By Donna Baver Rovito
(This blog originally appeared on the Pennsylvania Medical Society website under a slightly different title – https://www.pamedsoc.org/tools-you-can-use/topics/quality-and-value-blog/Mar916)
Hearing the word “balance,” always makes me flash to a scene from one of my favorite movies – The Karate Kid. I can clearly hear actor Pat Morita’s “broken” English (amazingly authentic considering that he was born in California).
(Watch it here: https://www.youtube.com/watch?v=QsPoBXemFmg)
“You remember lesson about balance?” he asks young protégé Daniel. “Lesson not just karate only. Lesson for all life. All life have balance – everything be better.”
Everything is better when we have balance. The issue in today’s busy, busy world – with its frenetic pace, smart phones, Internet and social media clamoring for our attention every hour of the day, constant change in medicine, work, family, home life and everything else – is how we can even begin to achieve that elusive ideal.
Finding that all-important balance is a skill. Fortunately, it’s a skill we can learn.

Dataset records -
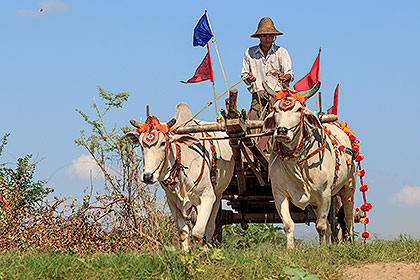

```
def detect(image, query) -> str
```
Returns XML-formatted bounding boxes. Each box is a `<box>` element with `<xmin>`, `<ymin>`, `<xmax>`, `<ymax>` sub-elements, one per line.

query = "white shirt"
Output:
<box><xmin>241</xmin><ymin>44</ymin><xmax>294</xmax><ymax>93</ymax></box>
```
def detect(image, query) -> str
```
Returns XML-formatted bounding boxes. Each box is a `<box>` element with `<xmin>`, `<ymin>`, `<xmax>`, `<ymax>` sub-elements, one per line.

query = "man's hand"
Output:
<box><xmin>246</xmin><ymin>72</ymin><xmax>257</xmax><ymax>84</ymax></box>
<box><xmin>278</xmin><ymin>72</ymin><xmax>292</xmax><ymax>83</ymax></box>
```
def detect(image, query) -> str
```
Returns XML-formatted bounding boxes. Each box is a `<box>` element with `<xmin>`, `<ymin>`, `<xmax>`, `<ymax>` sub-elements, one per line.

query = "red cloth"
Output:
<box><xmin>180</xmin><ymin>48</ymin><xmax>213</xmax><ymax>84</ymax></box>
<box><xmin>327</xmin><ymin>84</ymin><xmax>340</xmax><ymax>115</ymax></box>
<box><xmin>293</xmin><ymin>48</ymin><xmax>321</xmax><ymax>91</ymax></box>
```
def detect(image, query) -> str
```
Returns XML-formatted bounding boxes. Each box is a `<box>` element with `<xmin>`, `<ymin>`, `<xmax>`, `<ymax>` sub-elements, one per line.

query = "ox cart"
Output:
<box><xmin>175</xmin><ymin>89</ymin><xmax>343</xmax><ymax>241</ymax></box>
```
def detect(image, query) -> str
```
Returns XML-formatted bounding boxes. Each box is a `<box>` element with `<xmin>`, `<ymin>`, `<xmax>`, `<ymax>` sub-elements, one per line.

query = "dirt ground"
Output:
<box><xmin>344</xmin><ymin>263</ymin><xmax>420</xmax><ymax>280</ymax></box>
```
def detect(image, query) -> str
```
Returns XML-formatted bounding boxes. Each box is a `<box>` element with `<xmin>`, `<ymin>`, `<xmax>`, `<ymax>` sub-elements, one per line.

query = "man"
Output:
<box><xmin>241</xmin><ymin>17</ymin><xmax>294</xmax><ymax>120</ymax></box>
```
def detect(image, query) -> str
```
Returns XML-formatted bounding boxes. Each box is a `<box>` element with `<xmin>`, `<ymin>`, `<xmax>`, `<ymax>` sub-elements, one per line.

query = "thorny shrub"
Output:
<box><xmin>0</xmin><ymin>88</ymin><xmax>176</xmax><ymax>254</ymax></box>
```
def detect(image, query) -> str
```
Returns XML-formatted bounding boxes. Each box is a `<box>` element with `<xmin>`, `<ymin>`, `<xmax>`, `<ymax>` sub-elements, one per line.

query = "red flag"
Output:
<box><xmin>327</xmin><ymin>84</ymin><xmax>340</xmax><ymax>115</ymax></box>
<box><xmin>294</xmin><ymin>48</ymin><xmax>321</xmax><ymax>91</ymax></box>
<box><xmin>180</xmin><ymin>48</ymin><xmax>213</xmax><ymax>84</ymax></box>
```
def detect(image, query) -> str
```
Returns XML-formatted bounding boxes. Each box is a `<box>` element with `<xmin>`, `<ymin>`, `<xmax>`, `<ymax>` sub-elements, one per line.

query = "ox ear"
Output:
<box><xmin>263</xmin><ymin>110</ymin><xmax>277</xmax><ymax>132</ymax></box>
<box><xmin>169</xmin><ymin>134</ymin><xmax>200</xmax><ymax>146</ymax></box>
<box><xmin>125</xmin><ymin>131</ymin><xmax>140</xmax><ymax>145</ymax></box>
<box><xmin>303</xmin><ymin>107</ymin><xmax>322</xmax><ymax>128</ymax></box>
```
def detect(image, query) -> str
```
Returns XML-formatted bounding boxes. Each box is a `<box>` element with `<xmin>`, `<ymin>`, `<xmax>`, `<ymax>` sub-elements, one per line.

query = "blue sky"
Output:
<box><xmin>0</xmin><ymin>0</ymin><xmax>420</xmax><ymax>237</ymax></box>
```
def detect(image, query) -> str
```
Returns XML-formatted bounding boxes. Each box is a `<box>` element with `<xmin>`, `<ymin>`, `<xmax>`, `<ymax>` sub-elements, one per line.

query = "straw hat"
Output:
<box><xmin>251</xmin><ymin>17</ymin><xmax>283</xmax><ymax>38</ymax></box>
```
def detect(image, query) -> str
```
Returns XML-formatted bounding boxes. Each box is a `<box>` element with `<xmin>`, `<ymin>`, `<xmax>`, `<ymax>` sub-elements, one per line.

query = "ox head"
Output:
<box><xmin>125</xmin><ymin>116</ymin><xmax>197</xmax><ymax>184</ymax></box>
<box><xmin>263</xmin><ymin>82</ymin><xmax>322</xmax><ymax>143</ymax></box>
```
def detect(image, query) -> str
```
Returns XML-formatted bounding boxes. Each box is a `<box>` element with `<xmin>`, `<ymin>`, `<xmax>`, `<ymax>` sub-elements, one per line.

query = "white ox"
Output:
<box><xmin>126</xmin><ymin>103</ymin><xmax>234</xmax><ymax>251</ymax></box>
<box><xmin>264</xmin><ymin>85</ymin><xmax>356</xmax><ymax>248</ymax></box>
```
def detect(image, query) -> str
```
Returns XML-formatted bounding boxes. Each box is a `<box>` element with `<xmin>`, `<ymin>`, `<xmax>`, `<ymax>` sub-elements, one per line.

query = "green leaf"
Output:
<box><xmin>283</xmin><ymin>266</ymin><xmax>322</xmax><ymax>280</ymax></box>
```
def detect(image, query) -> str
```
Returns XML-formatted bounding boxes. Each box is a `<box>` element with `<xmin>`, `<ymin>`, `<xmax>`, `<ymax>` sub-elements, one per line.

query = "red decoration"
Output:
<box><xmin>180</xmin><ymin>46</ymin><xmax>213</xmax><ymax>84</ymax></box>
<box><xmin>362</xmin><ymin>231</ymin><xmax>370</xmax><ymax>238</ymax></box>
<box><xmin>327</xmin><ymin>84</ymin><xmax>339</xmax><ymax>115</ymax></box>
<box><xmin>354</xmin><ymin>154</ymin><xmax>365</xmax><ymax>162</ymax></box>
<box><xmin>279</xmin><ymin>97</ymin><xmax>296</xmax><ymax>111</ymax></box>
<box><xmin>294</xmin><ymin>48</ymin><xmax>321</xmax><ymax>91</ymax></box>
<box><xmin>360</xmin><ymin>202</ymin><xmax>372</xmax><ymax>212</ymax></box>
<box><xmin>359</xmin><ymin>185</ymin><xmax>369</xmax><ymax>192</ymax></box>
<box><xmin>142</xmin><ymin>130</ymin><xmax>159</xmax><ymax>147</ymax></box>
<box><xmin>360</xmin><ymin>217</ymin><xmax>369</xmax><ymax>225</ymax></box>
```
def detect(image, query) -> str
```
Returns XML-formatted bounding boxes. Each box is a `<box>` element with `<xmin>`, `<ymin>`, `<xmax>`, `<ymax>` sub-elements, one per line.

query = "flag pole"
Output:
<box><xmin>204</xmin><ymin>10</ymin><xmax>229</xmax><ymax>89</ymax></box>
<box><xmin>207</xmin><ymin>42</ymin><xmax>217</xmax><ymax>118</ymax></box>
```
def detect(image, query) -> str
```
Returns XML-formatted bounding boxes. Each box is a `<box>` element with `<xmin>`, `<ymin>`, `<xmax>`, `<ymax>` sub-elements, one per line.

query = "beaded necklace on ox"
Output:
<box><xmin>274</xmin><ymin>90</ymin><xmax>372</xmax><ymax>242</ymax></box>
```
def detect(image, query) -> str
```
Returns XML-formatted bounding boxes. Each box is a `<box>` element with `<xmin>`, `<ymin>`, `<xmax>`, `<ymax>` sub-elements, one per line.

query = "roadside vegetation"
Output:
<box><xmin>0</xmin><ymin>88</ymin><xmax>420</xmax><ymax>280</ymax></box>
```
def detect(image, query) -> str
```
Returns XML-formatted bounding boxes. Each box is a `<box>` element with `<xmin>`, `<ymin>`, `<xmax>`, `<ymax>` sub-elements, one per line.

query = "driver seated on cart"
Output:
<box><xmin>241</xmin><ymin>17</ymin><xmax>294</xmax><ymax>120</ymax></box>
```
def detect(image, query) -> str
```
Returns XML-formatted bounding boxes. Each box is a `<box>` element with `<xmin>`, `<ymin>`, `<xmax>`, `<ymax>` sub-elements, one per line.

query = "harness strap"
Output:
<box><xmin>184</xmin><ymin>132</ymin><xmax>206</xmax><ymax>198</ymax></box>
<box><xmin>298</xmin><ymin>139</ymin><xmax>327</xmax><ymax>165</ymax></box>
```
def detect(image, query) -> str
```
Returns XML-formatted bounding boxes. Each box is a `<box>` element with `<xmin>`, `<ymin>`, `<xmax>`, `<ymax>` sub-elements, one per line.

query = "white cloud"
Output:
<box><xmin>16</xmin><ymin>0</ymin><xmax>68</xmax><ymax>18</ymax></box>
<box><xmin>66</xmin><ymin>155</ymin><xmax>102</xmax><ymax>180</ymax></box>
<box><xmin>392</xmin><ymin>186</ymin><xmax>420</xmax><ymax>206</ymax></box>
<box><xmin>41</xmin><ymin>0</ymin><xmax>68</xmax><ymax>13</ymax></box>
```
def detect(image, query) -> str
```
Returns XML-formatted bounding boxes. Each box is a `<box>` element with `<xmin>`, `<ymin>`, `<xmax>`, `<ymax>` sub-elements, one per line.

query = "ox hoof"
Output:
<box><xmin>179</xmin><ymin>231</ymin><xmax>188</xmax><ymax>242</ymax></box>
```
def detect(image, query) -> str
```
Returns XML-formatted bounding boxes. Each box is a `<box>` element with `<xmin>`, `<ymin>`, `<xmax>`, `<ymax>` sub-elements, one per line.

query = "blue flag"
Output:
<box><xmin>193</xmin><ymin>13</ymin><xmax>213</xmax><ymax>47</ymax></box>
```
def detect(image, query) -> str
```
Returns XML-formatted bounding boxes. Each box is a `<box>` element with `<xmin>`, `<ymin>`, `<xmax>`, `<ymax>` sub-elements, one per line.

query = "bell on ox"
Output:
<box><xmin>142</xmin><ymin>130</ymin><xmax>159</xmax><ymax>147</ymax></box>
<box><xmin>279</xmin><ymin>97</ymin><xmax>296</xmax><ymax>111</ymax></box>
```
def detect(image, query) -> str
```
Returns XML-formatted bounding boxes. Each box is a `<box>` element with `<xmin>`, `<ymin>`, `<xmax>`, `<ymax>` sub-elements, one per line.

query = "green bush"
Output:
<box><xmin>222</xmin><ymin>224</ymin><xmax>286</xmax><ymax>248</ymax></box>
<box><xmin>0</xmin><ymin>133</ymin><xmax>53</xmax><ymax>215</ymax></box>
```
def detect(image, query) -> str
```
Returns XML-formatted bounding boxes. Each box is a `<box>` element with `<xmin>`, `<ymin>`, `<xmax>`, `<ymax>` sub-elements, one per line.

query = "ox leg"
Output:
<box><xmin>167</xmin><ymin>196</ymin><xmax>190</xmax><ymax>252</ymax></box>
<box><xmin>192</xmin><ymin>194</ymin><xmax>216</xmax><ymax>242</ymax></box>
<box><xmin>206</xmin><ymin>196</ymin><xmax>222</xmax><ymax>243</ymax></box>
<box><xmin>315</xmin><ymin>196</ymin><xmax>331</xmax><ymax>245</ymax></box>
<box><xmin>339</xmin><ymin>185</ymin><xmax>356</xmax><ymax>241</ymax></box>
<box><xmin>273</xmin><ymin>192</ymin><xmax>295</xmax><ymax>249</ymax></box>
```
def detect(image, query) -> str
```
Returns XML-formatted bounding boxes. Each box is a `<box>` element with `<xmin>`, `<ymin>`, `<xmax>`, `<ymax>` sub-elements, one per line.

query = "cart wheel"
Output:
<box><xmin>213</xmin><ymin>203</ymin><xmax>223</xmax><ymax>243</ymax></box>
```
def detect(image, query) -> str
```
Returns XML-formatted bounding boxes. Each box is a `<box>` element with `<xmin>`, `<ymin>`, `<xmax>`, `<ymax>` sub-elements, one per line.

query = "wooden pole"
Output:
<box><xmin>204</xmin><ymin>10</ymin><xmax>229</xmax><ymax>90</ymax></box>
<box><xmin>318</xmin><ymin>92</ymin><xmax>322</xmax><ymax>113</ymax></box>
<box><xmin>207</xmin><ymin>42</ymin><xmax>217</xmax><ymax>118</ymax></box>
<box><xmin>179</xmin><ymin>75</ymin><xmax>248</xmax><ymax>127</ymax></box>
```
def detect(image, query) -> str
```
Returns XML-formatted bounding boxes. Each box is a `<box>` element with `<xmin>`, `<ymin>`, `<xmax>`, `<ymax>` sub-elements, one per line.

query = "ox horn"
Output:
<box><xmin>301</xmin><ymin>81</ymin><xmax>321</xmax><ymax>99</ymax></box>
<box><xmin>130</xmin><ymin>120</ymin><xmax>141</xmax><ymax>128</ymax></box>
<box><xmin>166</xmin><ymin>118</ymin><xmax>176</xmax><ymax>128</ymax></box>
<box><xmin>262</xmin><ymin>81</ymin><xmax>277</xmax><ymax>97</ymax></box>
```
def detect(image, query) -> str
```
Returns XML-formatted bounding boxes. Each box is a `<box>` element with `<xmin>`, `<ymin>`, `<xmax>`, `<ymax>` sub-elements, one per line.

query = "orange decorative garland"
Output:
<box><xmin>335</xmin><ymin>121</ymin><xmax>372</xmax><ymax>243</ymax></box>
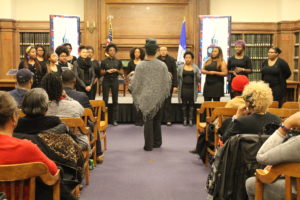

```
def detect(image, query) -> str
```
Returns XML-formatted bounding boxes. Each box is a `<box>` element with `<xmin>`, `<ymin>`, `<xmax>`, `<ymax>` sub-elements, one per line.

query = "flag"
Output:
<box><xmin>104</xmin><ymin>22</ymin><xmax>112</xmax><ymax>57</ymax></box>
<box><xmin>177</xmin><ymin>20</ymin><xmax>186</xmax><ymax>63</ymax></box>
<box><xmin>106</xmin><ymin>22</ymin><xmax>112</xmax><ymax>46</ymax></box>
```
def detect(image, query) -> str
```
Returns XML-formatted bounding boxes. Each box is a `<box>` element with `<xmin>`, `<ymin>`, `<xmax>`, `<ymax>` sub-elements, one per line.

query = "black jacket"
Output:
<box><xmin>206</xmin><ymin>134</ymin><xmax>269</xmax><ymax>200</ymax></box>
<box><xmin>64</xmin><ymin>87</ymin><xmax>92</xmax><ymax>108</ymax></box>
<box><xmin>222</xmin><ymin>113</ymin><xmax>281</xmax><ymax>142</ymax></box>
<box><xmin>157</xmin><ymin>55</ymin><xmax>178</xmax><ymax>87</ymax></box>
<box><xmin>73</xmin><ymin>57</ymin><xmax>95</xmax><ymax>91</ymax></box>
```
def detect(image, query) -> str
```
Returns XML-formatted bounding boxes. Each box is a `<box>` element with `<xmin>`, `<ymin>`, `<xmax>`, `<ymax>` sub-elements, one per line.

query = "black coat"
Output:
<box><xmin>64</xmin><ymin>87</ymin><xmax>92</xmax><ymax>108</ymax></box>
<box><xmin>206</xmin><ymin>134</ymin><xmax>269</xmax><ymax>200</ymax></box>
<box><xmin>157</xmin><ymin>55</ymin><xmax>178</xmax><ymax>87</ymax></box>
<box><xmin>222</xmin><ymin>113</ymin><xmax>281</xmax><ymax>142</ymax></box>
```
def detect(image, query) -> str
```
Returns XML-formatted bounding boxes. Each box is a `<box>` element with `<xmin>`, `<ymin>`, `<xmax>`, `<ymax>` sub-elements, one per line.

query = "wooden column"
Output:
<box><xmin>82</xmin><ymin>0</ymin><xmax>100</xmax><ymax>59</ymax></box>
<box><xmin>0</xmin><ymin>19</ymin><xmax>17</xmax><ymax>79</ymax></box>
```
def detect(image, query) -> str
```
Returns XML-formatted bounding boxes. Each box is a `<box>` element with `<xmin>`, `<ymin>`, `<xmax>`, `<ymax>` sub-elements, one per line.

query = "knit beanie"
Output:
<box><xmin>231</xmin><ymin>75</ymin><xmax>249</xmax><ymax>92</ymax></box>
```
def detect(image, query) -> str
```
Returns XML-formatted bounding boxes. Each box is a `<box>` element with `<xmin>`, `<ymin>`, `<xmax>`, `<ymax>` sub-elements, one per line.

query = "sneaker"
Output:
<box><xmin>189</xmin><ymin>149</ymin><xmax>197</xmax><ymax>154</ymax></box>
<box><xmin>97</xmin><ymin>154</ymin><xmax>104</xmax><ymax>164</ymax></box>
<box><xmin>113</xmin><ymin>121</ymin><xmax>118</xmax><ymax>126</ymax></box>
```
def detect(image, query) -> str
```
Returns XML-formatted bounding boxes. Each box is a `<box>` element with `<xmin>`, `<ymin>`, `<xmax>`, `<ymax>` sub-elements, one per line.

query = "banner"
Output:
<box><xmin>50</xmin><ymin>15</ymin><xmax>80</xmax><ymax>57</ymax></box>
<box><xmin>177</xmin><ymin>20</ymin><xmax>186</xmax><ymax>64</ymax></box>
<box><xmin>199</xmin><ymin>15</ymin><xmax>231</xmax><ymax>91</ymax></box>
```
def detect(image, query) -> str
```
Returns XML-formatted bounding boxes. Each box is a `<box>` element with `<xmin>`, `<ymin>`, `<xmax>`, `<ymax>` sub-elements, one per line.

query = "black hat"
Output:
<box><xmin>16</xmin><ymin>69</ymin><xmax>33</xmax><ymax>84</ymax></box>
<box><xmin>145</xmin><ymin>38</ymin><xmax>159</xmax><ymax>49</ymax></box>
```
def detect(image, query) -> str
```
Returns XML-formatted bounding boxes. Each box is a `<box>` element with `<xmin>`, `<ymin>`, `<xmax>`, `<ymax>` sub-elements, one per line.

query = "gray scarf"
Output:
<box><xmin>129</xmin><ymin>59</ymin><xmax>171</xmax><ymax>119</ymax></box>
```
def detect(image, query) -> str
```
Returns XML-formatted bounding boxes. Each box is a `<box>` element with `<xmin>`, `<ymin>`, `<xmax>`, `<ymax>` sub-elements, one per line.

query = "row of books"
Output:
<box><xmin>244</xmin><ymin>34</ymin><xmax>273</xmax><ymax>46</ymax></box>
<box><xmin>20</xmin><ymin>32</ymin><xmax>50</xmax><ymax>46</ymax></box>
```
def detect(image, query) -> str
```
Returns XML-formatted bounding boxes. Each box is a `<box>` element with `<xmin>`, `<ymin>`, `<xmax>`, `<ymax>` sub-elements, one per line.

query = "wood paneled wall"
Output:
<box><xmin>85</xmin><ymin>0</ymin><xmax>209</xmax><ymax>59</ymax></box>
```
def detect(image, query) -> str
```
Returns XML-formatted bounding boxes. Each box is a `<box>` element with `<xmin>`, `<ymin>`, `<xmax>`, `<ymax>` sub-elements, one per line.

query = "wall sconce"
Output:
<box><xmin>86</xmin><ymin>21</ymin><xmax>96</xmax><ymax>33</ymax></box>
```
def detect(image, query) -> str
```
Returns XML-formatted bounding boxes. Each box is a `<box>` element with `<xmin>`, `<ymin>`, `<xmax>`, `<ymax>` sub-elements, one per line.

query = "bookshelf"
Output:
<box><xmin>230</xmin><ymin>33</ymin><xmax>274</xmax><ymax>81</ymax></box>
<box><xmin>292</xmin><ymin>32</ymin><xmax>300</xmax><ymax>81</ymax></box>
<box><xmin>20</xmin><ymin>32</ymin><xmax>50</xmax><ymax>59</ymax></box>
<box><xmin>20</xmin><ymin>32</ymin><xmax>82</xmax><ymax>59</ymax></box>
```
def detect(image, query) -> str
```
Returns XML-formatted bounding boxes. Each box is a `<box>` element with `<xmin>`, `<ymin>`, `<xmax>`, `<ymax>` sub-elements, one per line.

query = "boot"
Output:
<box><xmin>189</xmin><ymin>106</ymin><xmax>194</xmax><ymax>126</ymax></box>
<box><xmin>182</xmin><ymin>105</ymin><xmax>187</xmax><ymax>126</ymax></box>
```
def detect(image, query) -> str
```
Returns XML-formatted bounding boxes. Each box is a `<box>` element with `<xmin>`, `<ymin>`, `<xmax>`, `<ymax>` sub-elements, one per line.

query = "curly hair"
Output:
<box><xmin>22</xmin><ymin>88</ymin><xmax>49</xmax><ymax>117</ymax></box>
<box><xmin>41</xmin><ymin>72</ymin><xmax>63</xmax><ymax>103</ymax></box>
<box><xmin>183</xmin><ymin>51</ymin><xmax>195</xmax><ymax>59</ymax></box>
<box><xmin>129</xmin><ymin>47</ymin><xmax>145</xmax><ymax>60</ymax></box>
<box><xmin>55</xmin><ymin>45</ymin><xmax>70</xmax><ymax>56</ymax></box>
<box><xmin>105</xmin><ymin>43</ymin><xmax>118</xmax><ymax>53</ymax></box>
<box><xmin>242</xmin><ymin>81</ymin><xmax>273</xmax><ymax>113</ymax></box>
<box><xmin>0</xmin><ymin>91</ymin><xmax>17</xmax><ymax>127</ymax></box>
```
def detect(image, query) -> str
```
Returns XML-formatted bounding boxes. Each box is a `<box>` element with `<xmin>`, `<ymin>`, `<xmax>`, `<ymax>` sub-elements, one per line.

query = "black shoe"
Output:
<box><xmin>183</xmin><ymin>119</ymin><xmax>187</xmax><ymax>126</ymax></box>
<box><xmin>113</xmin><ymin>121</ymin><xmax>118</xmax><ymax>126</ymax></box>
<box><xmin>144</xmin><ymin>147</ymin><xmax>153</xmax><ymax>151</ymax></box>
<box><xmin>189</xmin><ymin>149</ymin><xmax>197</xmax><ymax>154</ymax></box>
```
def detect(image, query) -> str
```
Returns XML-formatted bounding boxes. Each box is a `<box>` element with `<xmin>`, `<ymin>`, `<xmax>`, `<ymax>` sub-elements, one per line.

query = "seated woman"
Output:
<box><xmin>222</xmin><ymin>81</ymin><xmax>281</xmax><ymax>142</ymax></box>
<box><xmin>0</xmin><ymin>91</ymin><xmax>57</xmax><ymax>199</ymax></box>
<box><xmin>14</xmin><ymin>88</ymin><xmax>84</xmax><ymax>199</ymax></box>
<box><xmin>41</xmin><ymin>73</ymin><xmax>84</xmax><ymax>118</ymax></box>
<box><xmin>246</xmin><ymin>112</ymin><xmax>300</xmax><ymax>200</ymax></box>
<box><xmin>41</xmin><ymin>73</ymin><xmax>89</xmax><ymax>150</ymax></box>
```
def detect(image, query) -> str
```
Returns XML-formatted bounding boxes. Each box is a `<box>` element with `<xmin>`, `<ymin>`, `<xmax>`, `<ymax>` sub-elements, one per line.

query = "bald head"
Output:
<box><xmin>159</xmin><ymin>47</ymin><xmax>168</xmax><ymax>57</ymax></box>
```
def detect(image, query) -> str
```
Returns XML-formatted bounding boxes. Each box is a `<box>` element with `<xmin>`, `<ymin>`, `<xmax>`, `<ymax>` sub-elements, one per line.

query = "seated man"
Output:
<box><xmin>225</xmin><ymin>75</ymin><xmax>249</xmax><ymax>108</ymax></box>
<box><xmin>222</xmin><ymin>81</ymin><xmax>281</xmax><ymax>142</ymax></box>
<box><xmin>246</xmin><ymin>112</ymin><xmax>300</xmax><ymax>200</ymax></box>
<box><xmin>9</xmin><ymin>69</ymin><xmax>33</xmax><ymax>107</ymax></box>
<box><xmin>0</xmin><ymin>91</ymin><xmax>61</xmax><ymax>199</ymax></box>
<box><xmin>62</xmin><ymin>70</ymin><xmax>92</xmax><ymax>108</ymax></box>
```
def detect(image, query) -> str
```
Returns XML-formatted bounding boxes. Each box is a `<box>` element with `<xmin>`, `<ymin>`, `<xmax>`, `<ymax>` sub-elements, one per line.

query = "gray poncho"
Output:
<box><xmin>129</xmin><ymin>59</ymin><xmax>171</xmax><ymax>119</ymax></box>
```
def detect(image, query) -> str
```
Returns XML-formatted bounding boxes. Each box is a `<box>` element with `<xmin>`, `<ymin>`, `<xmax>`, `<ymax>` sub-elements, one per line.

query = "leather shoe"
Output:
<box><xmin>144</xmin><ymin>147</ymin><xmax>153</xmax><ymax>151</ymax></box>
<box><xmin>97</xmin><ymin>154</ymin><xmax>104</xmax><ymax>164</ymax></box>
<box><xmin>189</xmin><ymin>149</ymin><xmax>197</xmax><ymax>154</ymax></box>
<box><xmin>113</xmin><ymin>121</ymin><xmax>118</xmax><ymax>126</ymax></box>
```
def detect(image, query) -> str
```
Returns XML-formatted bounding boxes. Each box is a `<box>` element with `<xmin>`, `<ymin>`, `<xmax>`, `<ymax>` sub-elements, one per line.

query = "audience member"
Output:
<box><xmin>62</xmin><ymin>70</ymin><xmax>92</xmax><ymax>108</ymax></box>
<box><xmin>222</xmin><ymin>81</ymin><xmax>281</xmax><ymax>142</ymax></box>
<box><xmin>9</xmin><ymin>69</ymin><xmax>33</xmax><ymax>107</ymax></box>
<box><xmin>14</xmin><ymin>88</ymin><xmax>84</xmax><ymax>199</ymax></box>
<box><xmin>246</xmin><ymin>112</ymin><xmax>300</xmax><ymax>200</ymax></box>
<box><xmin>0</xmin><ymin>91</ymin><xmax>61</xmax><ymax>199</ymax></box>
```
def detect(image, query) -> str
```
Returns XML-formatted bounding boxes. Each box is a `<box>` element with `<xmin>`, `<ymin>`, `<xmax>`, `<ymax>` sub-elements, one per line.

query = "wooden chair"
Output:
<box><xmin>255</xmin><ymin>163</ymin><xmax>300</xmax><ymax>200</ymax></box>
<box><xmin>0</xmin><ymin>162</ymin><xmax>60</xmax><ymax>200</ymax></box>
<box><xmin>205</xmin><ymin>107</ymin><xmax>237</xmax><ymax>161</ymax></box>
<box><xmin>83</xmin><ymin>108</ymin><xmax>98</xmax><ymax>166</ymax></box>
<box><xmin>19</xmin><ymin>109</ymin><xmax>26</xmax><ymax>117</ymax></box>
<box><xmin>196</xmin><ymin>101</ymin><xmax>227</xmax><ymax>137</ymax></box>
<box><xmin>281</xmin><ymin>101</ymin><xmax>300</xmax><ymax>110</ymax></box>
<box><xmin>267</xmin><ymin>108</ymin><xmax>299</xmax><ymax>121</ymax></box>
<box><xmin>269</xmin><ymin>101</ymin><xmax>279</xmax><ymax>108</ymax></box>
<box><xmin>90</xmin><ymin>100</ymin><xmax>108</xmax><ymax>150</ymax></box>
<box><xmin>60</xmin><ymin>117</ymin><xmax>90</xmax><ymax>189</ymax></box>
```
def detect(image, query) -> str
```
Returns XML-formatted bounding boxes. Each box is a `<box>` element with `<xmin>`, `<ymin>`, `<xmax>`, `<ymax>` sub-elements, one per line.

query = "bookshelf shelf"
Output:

What the task asks - Repeat word for word the part of the blog post about balance that begins with "Hearing the word" and ends after "born in California).".

Finished task -
Hearing the word “balance,” always makes me flash to a scene from one of my favorite movies – The Karate Kid. I can clearly hear actor Pat Morita’s “broken” English (amazingly authentic considering that he was born in California).